## Instructions for the task
Please give an exact transcription of the records shown below.

## Source material

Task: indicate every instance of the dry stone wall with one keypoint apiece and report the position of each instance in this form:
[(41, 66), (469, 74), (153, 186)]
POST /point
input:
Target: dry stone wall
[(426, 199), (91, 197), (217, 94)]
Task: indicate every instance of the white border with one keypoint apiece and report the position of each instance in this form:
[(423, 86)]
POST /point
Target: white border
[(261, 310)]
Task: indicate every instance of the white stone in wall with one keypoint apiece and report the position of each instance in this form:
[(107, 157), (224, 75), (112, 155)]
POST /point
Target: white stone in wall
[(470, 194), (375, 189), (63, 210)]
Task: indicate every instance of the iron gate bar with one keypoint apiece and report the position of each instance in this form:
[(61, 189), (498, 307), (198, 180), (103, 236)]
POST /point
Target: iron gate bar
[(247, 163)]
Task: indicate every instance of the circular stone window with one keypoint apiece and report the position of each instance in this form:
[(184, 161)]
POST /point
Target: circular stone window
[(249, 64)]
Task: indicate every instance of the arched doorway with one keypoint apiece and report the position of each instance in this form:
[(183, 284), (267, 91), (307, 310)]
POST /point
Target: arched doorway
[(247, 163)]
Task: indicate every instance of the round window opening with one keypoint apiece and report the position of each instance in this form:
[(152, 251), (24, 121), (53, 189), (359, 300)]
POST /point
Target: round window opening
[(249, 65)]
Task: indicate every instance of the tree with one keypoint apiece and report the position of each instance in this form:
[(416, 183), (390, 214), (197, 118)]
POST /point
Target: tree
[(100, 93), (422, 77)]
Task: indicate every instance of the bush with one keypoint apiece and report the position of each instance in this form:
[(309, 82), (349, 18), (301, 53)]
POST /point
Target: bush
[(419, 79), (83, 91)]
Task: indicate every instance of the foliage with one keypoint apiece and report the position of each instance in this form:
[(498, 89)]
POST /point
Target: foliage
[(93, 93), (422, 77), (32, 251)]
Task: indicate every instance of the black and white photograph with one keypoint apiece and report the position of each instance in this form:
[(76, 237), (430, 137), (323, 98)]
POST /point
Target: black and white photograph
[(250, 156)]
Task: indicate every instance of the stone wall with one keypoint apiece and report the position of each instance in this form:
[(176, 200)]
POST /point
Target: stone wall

## Completed task
Task: indicate every instance of the dry stone wall with one keypoint apiece and report the position of each instance in this form:
[(41, 66), (469, 74), (153, 186)]
POST /point
input:
Target: dry stone wall
[(426, 199), (91, 197), (217, 94)]
Task: indicate every instance of the white border with one keypoint apiece and report the position of each instance in this form:
[(423, 86)]
POST /point
Target: white border
[(261, 310)]
Task: indicate every instance of the white stone in wall with one keypoint apiece and report the position of each instance in this form:
[(107, 157), (224, 75), (112, 155)]
POST /point
Target: white stone in wall
[(470, 194), (375, 189), (63, 210)]
Task: indicate every instance of the iron gate bar with one keypoint apiece and report the position of each instance in this form:
[(61, 189), (498, 307), (198, 180), (103, 236)]
POST /point
Target: iron gate bar
[(247, 163)]
Task: indicate every instance of the circular stone window with one keypoint apiece and report the position of each instance in this form:
[(184, 161)]
POST /point
Target: circular stone window
[(249, 64)]
Task: indicate every instance of the arched doorway with one keypoint apiece and report the position of each instance in this form:
[(183, 284), (267, 91), (307, 310)]
POST /point
Target: arched doorway
[(247, 163)]
Task: indicate every instance of the round window opening with one keypoint apiece and report the position of each instance in this form:
[(152, 251), (24, 121), (53, 189), (359, 300)]
POST /point
Target: round window opening
[(249, 65)]
Task: indicate every instance of the tree with one keypoint apiece and report the position of each instance in this form:
[(416, 183), (390, 214), (197, 118)]
POST /point
Target: tree
[(100, 93), (422, 77)]
Task: indicate every instance of the bush with one keypoint apiece and report the position of each instance in this form:
[(309, 82), (349, 18), (301, 53)]
POST /point
Target: bush
[(419, 79), (83, 91)]
Task: indicate every instance of the foliage with one keypoint apiece and report the position of each instance in this form:
[(498, 89)]
POST /point
Target: foliage
[(93, 93), (422, 77), (32, 251)]
Task: indicate every instance of the black and white photograph with one keypoint apiece and report the position of each instance in this form:
[(76, 237), (430, 137), (323, 98)]
POST /point
Target: black and white photograph
[(250, 156)]
Task: indicate every instance of the stone wall with one keypoint apiece and report the position of each instance in this form:
[(176, 200)]
POST /point
Target: stone wall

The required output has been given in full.